* Data extract:

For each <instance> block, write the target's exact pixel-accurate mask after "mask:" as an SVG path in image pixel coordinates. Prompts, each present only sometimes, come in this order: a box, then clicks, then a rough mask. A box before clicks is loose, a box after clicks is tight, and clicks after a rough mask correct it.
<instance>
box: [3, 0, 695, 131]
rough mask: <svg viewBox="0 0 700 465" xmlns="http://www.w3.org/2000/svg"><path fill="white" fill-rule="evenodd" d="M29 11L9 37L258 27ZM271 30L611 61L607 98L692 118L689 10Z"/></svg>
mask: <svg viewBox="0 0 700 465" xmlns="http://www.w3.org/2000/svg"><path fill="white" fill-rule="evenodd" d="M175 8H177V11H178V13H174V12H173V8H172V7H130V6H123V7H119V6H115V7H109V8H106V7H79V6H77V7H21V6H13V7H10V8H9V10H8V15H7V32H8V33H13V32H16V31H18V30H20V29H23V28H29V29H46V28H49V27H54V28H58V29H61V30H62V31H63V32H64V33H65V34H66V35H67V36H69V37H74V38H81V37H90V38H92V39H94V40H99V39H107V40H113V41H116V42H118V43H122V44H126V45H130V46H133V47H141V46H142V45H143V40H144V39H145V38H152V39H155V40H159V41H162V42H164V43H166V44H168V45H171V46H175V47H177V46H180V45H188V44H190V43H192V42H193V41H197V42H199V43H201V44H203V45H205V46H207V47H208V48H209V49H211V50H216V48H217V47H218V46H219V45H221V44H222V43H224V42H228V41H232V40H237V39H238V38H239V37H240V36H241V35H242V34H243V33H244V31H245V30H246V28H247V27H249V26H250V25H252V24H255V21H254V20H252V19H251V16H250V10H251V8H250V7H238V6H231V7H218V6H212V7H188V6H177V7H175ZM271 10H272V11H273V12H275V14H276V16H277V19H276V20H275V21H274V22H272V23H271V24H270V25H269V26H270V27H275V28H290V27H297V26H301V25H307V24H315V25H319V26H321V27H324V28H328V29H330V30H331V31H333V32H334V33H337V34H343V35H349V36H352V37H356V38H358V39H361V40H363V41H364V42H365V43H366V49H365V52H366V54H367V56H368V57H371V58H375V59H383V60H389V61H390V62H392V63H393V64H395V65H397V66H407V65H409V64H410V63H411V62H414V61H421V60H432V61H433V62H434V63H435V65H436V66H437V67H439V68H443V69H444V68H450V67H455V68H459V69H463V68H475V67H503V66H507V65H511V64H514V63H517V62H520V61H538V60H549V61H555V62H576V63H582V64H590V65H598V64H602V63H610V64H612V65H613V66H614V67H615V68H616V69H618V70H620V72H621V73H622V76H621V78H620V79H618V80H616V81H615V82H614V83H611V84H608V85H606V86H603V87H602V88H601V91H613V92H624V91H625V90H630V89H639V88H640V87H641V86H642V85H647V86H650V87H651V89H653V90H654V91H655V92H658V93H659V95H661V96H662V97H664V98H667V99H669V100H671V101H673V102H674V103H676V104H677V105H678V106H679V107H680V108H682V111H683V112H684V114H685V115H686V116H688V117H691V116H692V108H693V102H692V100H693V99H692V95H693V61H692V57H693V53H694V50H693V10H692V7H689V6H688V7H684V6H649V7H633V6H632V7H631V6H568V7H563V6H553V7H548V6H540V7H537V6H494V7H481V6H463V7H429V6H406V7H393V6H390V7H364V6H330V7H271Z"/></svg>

...

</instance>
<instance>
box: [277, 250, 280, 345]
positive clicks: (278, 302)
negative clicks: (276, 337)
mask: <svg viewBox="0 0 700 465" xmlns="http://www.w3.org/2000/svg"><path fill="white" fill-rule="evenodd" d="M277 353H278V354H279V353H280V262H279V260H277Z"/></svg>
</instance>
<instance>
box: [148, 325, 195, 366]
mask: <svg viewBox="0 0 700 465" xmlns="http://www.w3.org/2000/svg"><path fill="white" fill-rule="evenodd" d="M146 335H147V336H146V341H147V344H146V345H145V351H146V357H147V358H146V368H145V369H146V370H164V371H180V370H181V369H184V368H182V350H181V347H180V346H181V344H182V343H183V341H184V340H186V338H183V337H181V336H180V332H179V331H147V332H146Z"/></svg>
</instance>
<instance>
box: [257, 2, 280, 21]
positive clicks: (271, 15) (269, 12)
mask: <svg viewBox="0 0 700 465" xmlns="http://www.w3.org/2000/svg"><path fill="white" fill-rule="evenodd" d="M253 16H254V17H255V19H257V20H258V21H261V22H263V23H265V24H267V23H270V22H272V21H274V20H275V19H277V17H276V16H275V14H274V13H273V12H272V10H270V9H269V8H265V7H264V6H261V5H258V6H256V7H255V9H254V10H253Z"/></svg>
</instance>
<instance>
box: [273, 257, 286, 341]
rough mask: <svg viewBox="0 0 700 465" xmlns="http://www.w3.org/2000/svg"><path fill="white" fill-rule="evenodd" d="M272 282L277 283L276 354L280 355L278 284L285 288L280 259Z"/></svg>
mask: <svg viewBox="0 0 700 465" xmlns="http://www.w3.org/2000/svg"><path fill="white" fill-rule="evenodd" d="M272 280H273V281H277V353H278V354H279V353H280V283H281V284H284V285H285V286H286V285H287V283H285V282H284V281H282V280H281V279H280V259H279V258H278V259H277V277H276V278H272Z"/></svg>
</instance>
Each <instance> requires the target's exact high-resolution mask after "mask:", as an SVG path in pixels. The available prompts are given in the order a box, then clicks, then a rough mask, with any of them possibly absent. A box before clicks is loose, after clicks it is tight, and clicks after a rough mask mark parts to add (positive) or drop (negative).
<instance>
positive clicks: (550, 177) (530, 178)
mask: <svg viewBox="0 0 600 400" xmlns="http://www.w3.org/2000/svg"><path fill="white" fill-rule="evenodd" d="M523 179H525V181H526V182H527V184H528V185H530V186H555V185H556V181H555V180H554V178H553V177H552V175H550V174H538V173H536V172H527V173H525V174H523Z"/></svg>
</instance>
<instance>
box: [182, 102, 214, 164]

==

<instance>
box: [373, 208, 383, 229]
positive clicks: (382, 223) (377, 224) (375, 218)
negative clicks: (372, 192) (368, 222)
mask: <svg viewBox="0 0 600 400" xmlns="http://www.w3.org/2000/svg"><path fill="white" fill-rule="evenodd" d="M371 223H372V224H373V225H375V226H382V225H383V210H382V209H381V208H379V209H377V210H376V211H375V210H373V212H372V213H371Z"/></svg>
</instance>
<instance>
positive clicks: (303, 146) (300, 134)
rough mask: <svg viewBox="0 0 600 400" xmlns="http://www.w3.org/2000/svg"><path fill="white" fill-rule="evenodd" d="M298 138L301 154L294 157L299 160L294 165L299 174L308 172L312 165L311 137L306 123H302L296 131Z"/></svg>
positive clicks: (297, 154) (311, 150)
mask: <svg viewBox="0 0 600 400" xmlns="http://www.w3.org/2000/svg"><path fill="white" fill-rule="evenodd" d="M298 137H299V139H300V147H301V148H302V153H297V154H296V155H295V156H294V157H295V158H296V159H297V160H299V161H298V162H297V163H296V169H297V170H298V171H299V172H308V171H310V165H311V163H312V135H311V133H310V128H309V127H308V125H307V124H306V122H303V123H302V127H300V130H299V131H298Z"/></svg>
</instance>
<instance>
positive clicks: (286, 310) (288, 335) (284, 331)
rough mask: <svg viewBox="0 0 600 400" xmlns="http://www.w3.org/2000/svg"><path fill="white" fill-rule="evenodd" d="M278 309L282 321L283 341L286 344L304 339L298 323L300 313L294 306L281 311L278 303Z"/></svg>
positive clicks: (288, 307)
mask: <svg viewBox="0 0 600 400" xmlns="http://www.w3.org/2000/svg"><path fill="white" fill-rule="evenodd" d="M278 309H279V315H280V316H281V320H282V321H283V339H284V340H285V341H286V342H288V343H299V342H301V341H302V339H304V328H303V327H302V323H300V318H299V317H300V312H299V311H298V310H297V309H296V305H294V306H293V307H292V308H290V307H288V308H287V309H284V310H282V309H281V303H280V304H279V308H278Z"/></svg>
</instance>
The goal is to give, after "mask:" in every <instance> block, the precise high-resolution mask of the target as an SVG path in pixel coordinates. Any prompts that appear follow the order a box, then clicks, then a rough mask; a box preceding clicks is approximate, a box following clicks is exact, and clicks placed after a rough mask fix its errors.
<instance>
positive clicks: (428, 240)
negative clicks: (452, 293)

* Exercise instructions:
Collect every line of the entries that contains the string "block", and copy each one in full.

* Reply:
For each <instance> block, write the target's exact pixel-accurate mask after "mask:" as an SVG path in image pixel coordinates. Prompts, each present only sometimes, come in this order: a box, then clicks, then a rough mask. A box before clicks is loose, a box after clicks is tight, and clicks after a rough mask correct it.
The goal is to give, after "mask:" in every <instance> block, the precise high-resolution mask of the target as an SVG path in pixel coordinates. Any prompts that appear follow the order a box, then clicks, then a rough mask; a box preceding clicks is approximate, a box following clicks is exact, and clicks placed after a rough mask fix its errors.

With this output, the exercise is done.